# Data Cleaning and Feature Engineering

## Import Data

In [20]:
import pandas as pd
import numpy as np

In [36]:
# Import data

#Import train data
train_data_url = 'https://raw.githubusercontent.com/cal-dortiz/W207_Applied-_Machine_Learning/main/Final_Project/Data/train.csv'
df_train = pd.read_csv(train_data_url)

#Import test data
#test_data_url = 'https://raw.githubusercontent.com/cal-dortiz/W207_Applied-_Machine_Learning/main/Final_Project/Data/test.csv'
#df_test = pd.read_csv(test_data_url)

## Data Cleaning

### Data Removal

Based on the exploritory data analysis, attributes that have a high amount of missing data and low impact shall be removed from the data set.

In [37]:
df_train = df_train.drop(columns=['PoolQC','MiscFeature','Alley','Fence','Id'])

### Cleaning Housing SqFt

The EDA confirms the assumption that larger houses are correlated to highter prices. This section reviews all attributes that measure the size of the house.

The basement area is not counted as basesments may not be used in assessing property value. The correlation between 'TotalBsmtSF' and price may be due to the correlation of the size of the foundation to the size of the first floor. Keeping 'TotalBsmtSF' in the model may lead to colinearity.

In [39]:
# Removal of 'TotalBsmtSf'
df_train = df_train.drop(columns=['TotalBsmtSF'])

Since square-footage of the house is highly correlated to its price, lets calculate

The data set breaks sqft and room data into basement, first floor, and seccond floor. We believe combining first and second floor room and sqft data into a single dimension will reduce the risk of colineiarity of two attributes being in the model and increase the power of the attribute.

We will leave the basement data seperate as we do not understand if the basement attributes are allowed to be used in housing assessments.

Source data:
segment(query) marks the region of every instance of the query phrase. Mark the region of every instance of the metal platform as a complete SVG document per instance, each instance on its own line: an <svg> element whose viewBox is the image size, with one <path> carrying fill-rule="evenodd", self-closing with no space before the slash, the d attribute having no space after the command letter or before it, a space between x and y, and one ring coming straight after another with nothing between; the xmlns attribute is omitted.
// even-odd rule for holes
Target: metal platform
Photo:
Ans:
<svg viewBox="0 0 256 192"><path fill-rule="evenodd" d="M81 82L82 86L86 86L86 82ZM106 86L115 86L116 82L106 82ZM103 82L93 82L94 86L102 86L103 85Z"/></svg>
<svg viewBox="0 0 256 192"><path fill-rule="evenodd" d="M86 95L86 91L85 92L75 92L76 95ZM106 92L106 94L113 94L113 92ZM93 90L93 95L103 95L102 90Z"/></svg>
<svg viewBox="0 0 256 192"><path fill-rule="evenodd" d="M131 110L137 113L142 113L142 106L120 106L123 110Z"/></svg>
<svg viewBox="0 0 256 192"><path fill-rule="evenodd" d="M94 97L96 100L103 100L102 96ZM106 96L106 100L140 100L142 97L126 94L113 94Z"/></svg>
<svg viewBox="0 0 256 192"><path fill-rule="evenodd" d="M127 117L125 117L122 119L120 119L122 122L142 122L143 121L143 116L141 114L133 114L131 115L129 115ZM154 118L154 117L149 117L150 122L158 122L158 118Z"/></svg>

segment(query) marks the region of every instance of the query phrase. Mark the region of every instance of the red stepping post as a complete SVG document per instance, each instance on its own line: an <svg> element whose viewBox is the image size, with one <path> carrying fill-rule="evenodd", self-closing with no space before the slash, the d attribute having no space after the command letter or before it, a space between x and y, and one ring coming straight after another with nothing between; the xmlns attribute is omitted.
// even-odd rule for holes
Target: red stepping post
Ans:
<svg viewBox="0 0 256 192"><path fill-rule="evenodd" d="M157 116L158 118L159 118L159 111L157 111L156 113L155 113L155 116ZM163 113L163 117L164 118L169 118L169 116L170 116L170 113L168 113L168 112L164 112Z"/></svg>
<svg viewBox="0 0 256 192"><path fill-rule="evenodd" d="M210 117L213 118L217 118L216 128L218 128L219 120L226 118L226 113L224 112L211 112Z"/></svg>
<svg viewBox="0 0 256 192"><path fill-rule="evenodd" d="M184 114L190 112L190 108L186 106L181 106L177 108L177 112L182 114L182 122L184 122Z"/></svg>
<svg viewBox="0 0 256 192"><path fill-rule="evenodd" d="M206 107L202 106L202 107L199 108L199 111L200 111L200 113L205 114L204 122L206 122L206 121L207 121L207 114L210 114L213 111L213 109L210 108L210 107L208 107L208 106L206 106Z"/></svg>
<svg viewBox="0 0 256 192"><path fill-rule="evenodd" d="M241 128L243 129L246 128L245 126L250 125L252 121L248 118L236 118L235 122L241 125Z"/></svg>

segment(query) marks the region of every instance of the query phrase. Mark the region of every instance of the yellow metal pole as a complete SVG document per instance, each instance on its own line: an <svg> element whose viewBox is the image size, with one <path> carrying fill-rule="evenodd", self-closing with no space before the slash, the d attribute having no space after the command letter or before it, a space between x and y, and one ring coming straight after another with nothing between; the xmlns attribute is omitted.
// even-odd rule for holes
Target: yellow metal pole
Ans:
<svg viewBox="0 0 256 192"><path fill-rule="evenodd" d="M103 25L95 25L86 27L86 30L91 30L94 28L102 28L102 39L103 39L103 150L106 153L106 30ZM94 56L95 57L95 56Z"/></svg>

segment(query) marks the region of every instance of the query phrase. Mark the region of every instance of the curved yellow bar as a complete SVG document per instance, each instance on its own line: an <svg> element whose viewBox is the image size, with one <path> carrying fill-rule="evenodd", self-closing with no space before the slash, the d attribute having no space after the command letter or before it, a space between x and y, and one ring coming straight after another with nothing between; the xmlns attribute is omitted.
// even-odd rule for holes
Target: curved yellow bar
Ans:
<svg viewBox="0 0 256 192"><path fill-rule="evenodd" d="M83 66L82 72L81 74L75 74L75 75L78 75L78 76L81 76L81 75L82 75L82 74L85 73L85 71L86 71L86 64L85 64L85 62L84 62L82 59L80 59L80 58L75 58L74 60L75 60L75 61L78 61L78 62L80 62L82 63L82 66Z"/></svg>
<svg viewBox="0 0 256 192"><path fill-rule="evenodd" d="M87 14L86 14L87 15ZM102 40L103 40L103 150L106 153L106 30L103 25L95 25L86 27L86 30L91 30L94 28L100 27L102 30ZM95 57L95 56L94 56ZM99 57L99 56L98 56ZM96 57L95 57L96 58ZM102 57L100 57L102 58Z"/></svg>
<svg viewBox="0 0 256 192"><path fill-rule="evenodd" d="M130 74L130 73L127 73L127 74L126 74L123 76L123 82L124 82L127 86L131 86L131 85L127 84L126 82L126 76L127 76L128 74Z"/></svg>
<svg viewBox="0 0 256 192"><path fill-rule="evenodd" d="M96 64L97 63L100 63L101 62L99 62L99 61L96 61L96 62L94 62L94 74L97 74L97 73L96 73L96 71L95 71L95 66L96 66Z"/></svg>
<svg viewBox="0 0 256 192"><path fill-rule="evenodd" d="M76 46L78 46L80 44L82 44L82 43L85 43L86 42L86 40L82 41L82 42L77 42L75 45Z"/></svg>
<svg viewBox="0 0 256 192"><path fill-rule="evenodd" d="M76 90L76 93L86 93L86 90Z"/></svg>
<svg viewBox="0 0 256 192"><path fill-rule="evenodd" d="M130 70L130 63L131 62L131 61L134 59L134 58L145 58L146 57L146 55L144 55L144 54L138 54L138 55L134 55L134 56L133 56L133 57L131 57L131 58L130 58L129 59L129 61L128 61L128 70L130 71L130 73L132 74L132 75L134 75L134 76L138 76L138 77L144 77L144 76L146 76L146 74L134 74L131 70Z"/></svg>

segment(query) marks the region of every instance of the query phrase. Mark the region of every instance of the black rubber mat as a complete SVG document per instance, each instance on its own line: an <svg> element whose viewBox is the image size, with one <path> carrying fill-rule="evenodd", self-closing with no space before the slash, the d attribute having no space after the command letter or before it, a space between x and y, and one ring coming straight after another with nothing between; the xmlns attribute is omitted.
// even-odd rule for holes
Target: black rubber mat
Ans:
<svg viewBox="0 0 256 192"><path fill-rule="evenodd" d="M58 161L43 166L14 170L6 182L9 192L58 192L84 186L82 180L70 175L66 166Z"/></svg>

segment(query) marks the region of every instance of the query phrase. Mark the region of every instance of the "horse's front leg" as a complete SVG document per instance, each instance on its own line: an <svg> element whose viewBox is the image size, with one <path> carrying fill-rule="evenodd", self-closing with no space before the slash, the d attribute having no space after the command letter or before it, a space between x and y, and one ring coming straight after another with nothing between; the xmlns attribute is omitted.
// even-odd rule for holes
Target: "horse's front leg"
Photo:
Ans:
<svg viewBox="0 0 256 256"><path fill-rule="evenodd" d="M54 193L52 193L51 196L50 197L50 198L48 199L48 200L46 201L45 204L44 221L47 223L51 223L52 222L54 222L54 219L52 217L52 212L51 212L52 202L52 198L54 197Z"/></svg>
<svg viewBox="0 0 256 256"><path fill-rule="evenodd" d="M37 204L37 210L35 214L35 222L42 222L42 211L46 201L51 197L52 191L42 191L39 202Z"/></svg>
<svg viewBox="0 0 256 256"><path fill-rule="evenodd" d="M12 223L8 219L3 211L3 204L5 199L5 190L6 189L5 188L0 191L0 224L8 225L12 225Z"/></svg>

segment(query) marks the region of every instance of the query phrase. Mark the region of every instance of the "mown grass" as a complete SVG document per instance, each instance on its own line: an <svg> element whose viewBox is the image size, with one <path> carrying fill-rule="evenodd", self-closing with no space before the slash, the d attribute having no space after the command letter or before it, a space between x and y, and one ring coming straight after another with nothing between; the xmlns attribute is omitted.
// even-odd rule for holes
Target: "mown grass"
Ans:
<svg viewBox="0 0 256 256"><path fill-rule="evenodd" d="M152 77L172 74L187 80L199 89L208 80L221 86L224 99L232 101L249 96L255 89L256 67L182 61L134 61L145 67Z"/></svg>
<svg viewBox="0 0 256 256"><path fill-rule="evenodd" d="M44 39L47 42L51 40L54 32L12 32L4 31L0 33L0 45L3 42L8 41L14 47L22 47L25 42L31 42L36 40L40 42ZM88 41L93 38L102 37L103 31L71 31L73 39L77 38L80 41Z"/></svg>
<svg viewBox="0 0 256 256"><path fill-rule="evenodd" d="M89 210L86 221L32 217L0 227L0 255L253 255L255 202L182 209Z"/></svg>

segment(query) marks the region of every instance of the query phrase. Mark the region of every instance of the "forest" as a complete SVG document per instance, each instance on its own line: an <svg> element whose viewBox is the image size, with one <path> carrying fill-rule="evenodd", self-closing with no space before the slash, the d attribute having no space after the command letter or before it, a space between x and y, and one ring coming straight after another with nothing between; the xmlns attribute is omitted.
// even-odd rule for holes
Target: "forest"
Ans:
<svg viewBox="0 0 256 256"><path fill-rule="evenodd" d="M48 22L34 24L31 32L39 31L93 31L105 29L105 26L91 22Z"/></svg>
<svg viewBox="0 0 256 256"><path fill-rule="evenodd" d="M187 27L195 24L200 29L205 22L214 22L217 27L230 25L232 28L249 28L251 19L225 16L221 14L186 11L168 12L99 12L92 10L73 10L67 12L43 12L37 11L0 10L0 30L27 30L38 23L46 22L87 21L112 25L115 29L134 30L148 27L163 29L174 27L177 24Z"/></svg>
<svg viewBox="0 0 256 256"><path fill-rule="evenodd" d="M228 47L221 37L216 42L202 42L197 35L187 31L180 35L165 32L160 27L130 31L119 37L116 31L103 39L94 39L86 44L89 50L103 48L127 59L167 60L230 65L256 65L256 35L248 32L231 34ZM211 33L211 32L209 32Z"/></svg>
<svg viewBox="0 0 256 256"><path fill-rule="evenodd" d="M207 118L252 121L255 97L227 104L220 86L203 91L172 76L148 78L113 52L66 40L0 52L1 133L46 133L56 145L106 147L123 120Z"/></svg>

Set problem A: In the data-cleaning notebook, which column is dropped because keeping it in the model may lead to collinearity?
Set problem B: Please copy out the listing word for word, beginning at the line that has "the red stepping" and stopping after the line that has "114L190 112L190 108L186".

Worked solution A: 'TotalBsmtSF'

Worked solution B:
segment(query) marks the region of every instance of the query phrase. Mark the region of every instance of the red stepping post as a complete SVG document per instance, each instance on its own line: an <svg> element whose viewBox is the image size, with one <path> carrying fill-rule="evenodd", self-closing with no space before the slash, the d attribute having no space after the command letter or before it, a space between x and y, and one ring coming straight after another with nothing between; the xmlns attribute is omitted.
// even-odd rule for holes
Target: red stepping post
Ans:
<svg viewBox="0 0 256 192"><path fill-rule="evenodd" d="M157 116L158 118L159 118L159 111L157 111L156 113L155 113L155 116ZM163 113L163 117L164 118L169 118L169 116L170 116L170 113L168 113L168 112L164 112Z"/></svg>
<svg viewBox="0 0 256 192"><path fill-rule="evenodd" d="M210 117L213 118L217 118L216 128L218 128L219 120L226 118L226 113L224 112L211 112Z"/></svg>
<svg viewBox="0 0 256 192"><path fill-rule="evenodd" d="M184 114L190 112L190 108L186 106L181 106L177 108L177 112L182 114L182 122L184 122Z"/></svg>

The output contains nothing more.